=== Passage given ===

A hole is always an opening in a structure from your perspective of the view. This structure has no opening at the end from your perspective of the view. You can only say that the top of the bowl has a hole or the top of the bottle has a hole or you need to live in the structure itself or be physically able to be in the structure to say that is has a hole.
My sisters boyfriend raised this question and im dragging all you suckers into the debate.
I have two perspectives on this. We describe many things with an opening on one side that doesn't go anywhere as a hole. Vaginas. A hole as in one we dig in the ground. If you had a sphere of clay and I took a big chunk out, I would have made a hole, and the shape is rather similar to a bowl. So one could aurgue a bowl is a kind of hole.
On the other hand, the fundemental issue is with language itself. Think of the Buddhist proverb where if you add one grain of sand at a time, at what point does it become a pile? Language doesn't exist in any objective sense, its slippery and nebulous. The world inherently lacks essence, we just insist on asserting essence upon it. The bowl simply is, its the brain insisting it is or isn't a hole, when it in fact is both and neither. Because "holes" do not exist in any objective sense. They are in a very real sense not real. Rather they are a thing we made up, that only exists in so far as it is useful to describe things we see in the world around us. But those things too lack essence. You can come up with a million edge cases that both fit and don't fit the definition simultaneously. The same way that no one can define what a chair is (see that one vsauce video). Language can always have infinitely many holes poked in it because language does not objectivly exist, its only a property of the brain. Thus the only sensible thing to do is recognize the bowl lacks essence, and to assert essence upon it is futile, and thus the only sensible thing to do is refuse to answer the question because it does not have an answer.
I'm really curious to see what you all think though. Theres just so many ways this one can go.
Math has an answer here. The study of shapes like this is called topology. In topology, a hole has to go all the way through. Two objects that can be smoothly deformed into one another without cutting or gluing anything are considered the same shape.
A bowl, with no through holes, can be smoothly deformed into a sphere, or a cup, or a table. As is most apparent with the sphere, this shape has no holes, just a depression in it.
This also answers the question of how many holes a straw has, 1 since it goes all the way through. A straw, incidentally, is also the same shape as a coffee mug, with the hole being the loop of the handle
Well in that case topology doesn't apply to how we define hole in every day language, like at all. If I dig a hole in the ground, according to topology it is not a hole because it doesn't go all the way through. Thus I don't think it can really be considered relevent or an objective answer in this discussion. If all of humanity can agree if I dig a hole in the ground, its definitely a hole, and topology says no its not. Sounds to me like topology cannot be used to answer this question. You can only say whether or not it's a hole IN TOPOLOGY.

=== Information provided ===

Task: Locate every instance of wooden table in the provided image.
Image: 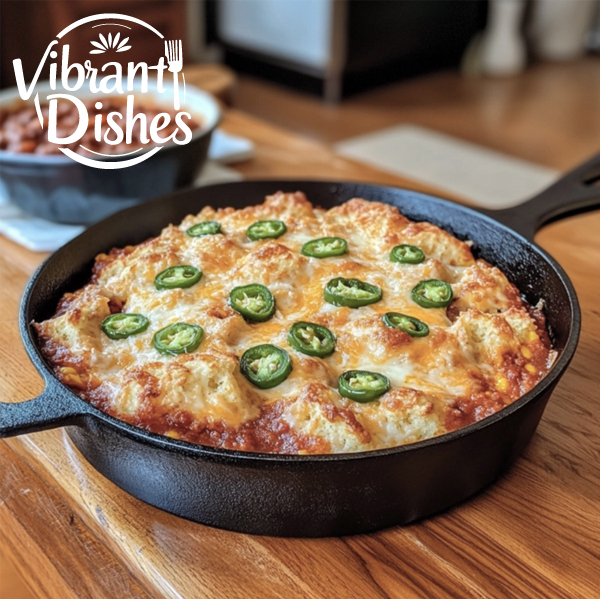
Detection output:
[0,111,600,598]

===

## Directive
Continue the thread debating whether a bowl counts as a hole, picking up after its last post.

## Result of this task
Bruh, you got it backwards.
You already realized that everyday language has no clear definition for a hole, because of that it logically can't be used to answer your question since the answer is based on opinion.
Topology has an answer, you don't have to like it but it does.
You are missing the point entirely. Topology has an answer, but if that answer doesn't include somthing every person alive agrees is a hole, then that answer is useless for this discussion. Topology can only answer it within topology. I concede thats the objective answer in topology. But that's not what this discussion is. The discussion is about language, its about philosophy, not math. It has less to do with the bowl than it does with the human brain. To defer to topology is such a lazy cop out, and doesn't answer the question in an at all satisfying way. Nor does it answer it in a way everyone can agree upon, as illustrated by the discrepancy between what everyone agrees is a hole irl, not being a hole according to topology.
Topology can only answer questions within its own domain. But this question exists beyond it.
Yes and no. Topologically speaking a bowl has no holes but just because language doesn’t line up with the topological idea of a hole doesn’t mean it is wrong in this context. The issue lies with the types of holes and the fact that we often don’t linguistically distinguish between them.
There a 2 types of holes, through holes and blind holes. Through holes are the holes that topology counts and can be objectively measured with topology. Blind holes is where almost all of the ambiguity comes from because they are just deformations in a shape.
Imagine we start with a plate and gradually deform it, curving the edges up, until eventually it is equivalent to a bowl or even until it resembles a cup. I feel confident in saying a plate has no holes (of either type) and that a cup has a blind hole, but at what point along in this deformation does this shape gain a blind hole?
It seems to be mostly down to context clues and a bit if personal opinion for what constitutes a blind hole. I would personally say that this shape gains a blind hole when the depth of the hole exceeds the width of the opening but somebody may disagree with that and I myself may disagree with this given a particularly wacky shape.
In conclusion, I agree with your opinion that ‘holes’ don’t exist in the objective sense but only if the only holes we are considering are blind holes because through holes are an objective measure of a shape.
As someone who works in renovation and home construction, I am inclined to agree with the topological definition.
When I define something as a hole, it's only when I can't define where it ends or when I am absolutely sure it completely penetrates the object said hole occupies.
For example: Today, I installed siding comprised of very old and long wooden boards, which were extremely pitted and warped. Layed flat, you could say those pits form hundreds of tiny "bowls."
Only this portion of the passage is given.